● Source data:
■ ■ ■
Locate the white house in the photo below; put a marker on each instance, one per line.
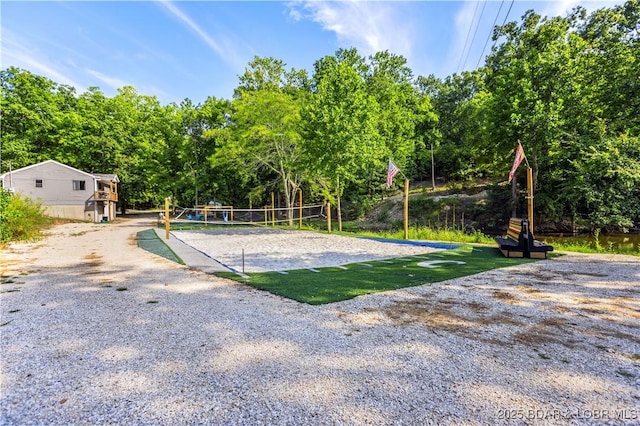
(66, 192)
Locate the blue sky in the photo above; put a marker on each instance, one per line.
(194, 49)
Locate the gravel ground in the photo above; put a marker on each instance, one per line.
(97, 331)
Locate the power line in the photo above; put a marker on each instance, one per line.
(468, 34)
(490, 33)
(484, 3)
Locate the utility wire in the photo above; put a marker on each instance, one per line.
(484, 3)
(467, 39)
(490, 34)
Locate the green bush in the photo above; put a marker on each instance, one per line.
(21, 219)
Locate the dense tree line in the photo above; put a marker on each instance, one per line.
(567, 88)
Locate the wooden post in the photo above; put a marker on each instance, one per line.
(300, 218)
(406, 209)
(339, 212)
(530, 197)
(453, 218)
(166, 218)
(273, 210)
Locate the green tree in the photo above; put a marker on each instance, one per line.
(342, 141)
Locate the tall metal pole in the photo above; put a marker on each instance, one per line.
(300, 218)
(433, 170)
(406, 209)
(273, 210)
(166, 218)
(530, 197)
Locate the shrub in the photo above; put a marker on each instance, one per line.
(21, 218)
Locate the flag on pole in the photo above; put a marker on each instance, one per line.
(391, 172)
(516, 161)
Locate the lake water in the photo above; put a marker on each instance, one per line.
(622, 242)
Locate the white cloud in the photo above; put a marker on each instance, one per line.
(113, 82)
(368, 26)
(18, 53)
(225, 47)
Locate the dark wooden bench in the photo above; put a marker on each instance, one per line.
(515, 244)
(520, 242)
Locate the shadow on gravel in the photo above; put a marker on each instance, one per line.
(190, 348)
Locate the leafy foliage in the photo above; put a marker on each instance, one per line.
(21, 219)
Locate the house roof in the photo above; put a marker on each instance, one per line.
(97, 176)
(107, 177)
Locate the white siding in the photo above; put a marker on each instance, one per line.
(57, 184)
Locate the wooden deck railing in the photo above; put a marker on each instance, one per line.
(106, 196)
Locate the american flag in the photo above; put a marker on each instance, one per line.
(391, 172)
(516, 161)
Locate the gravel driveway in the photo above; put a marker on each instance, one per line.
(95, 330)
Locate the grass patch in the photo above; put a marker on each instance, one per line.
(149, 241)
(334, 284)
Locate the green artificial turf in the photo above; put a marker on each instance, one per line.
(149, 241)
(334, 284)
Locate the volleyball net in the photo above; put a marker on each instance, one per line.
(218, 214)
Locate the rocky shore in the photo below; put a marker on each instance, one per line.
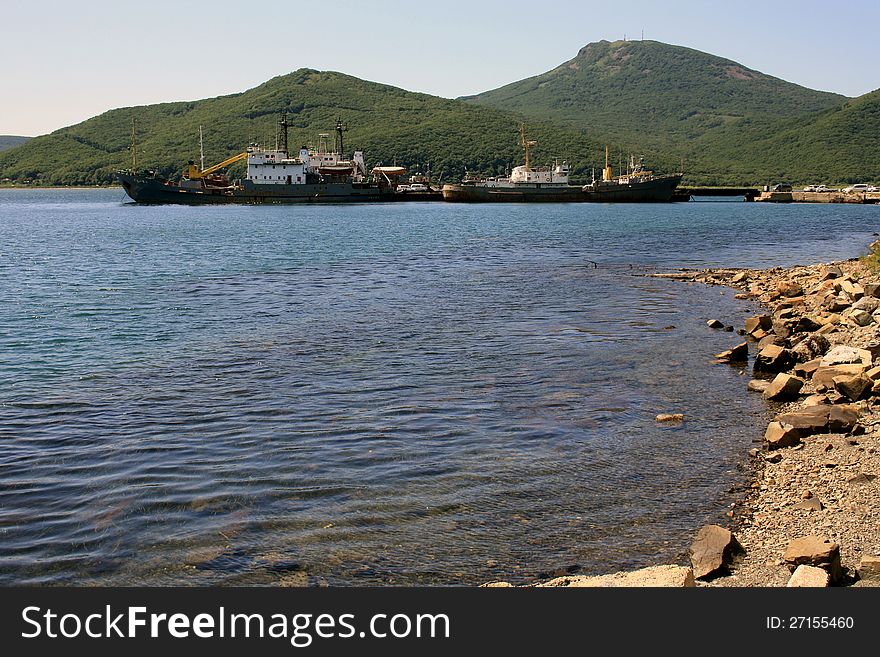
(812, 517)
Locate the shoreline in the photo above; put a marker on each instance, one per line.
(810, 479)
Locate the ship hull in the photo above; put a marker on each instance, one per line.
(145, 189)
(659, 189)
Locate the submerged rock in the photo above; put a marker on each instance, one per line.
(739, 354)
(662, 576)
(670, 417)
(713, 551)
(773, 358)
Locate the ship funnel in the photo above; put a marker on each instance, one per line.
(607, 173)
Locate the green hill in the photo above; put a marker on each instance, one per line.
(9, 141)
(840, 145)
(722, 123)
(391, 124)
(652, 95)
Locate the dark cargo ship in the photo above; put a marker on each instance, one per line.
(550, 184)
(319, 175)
■ ■ ■
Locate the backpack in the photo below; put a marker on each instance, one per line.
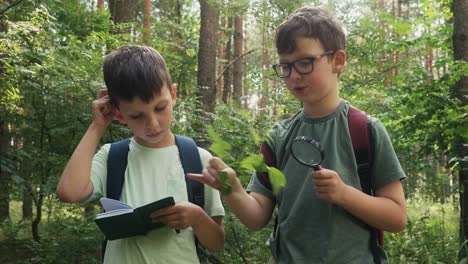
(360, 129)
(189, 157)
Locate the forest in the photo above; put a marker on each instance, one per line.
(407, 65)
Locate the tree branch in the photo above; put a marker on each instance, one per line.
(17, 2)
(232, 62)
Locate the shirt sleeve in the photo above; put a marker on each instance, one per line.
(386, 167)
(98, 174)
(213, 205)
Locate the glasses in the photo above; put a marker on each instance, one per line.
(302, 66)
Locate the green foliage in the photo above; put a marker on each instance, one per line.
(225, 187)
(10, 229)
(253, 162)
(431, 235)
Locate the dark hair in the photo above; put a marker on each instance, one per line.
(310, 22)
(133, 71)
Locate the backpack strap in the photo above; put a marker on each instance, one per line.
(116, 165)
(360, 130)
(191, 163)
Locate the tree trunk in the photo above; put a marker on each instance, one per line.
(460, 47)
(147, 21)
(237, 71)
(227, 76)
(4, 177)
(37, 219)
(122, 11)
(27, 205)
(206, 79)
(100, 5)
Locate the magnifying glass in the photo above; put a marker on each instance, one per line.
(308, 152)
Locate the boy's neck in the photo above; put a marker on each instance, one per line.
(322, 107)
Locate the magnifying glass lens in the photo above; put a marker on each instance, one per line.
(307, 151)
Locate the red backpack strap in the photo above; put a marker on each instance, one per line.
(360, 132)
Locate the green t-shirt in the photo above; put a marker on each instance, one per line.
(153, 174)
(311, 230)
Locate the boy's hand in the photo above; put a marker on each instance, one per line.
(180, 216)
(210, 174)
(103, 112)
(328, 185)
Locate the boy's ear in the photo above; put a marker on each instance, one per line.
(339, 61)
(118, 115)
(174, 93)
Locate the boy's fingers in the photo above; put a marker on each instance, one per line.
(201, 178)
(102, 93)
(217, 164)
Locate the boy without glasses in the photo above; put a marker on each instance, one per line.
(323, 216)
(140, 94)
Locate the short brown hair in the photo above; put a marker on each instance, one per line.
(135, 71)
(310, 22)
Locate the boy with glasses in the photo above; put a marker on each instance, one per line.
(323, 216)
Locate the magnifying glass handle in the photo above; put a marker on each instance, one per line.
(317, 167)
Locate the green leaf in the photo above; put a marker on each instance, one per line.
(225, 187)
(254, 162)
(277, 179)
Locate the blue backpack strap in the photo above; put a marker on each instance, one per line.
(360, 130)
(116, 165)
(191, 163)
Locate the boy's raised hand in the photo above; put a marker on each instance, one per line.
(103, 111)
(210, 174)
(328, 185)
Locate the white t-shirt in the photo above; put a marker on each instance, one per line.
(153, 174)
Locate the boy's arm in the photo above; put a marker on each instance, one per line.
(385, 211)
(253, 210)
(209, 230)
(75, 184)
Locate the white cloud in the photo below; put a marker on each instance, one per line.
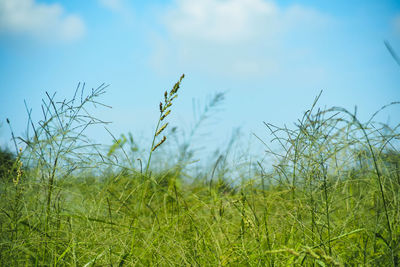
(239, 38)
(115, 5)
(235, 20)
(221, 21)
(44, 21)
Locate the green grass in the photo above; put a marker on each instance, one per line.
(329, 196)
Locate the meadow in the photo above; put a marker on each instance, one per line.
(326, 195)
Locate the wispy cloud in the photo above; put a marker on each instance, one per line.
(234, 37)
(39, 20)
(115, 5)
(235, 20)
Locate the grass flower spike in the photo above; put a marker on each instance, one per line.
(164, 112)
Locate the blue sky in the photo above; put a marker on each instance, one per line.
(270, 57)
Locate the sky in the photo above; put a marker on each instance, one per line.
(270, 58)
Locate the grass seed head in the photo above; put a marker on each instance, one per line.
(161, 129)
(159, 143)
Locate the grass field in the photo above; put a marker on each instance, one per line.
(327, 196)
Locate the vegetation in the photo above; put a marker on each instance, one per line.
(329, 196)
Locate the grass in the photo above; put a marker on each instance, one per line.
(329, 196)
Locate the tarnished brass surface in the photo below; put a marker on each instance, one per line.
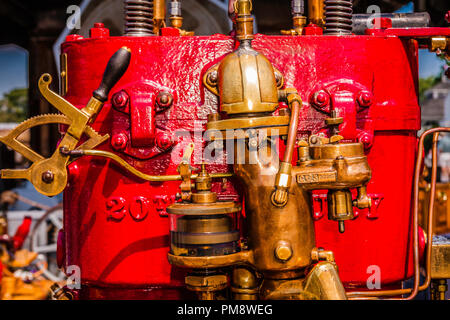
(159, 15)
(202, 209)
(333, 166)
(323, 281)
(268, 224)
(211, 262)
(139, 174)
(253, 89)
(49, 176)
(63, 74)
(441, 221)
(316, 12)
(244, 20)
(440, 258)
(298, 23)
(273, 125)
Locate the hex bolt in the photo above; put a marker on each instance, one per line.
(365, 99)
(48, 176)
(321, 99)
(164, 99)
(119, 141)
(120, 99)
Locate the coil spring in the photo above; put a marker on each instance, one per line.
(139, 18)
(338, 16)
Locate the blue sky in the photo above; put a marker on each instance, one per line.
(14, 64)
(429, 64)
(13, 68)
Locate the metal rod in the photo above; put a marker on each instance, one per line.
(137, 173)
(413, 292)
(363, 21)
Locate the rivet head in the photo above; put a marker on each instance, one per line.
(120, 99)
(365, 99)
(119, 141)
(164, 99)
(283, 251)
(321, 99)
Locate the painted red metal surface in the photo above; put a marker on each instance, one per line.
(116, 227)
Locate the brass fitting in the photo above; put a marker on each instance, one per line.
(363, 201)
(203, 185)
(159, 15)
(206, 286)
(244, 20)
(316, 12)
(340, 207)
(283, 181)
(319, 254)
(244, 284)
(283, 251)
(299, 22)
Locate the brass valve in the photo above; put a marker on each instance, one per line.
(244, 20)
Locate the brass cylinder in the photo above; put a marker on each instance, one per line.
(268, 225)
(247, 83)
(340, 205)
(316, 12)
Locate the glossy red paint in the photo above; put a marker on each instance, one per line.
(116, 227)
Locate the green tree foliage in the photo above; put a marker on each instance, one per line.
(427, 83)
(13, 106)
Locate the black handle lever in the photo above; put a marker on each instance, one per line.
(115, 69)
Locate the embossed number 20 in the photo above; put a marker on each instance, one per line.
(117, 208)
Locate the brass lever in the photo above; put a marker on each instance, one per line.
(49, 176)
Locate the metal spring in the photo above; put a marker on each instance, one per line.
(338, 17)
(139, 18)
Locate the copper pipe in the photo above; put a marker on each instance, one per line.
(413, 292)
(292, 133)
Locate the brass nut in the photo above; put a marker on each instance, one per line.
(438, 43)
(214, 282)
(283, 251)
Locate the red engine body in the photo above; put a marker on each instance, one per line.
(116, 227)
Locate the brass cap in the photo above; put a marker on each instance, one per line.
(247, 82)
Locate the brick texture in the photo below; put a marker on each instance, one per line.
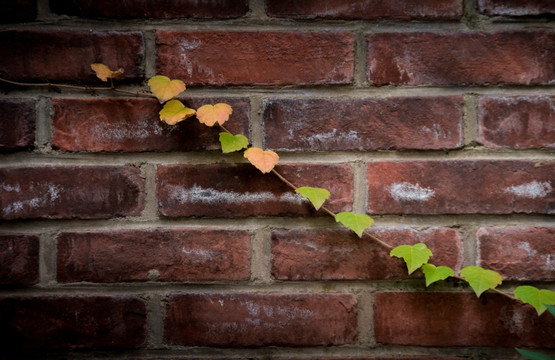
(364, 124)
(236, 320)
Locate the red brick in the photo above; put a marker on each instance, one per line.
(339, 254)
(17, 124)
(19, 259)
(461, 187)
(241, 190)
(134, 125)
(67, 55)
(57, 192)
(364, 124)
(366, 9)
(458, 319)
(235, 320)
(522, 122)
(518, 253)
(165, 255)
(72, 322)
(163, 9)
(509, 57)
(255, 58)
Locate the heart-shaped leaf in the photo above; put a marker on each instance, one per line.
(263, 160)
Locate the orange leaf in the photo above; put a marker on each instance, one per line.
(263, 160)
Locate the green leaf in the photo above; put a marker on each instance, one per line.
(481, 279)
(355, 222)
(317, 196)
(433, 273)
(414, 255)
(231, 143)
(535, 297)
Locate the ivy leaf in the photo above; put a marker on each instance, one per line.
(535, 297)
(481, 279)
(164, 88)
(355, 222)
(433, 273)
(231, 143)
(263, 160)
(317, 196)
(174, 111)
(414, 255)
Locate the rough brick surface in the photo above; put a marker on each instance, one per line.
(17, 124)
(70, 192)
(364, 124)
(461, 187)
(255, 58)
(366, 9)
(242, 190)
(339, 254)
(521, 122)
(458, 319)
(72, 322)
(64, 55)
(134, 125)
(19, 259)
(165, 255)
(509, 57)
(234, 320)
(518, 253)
■ ■ ■
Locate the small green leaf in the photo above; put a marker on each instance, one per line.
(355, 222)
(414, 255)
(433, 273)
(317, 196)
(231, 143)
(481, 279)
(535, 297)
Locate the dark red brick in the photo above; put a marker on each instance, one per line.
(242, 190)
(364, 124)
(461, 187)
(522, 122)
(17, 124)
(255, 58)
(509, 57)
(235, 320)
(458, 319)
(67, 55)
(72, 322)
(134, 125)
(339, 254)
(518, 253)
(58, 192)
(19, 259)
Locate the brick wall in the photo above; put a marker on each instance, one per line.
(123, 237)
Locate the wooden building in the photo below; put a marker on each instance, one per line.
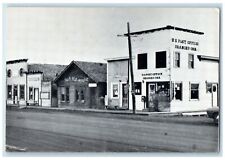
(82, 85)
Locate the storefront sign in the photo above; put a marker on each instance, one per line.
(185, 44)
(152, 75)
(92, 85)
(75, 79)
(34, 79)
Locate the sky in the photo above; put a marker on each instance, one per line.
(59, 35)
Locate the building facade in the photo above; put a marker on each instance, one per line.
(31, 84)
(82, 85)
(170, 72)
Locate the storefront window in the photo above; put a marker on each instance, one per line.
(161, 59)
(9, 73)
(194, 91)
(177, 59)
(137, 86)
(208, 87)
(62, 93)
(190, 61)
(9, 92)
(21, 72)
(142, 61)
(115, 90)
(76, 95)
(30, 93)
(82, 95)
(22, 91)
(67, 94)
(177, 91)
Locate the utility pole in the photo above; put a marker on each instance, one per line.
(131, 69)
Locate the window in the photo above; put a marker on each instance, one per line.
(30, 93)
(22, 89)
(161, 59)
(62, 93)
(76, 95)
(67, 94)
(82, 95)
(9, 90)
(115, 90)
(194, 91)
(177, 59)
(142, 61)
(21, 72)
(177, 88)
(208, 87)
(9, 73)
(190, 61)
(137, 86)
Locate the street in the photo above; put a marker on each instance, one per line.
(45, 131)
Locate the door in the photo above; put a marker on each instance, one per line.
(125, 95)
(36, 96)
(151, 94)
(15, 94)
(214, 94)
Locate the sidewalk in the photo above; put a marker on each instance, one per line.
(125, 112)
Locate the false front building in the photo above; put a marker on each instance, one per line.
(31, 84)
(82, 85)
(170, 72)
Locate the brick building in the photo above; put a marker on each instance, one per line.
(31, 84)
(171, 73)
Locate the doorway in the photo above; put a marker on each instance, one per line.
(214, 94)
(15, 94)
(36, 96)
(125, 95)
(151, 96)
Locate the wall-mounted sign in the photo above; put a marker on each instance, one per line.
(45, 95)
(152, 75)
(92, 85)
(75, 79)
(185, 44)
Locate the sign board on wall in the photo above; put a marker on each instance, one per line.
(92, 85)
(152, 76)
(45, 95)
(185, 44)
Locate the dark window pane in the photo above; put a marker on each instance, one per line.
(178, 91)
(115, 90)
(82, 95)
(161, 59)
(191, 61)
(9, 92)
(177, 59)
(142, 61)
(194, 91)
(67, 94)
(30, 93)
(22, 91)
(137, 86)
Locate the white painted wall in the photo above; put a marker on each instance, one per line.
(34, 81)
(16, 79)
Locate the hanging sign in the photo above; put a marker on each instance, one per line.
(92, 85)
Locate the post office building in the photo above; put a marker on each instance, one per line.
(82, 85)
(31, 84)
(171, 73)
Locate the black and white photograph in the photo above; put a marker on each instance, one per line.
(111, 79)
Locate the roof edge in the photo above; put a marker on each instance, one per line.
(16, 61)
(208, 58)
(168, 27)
■ ■ ■
Locate each row above that contains the word "wooden", and copy every such row in full.

Locate the wooden post in the photo above; put a marker on each instance, one per line.
Locate the dark wooden bench in the photo above; put a marker on each instance, one per line.
Locate the wooden deck railing in the photo above; put a marker on each instance, one per line.
Locate the wooden building in the photo below; put a marker on each instance, one per line.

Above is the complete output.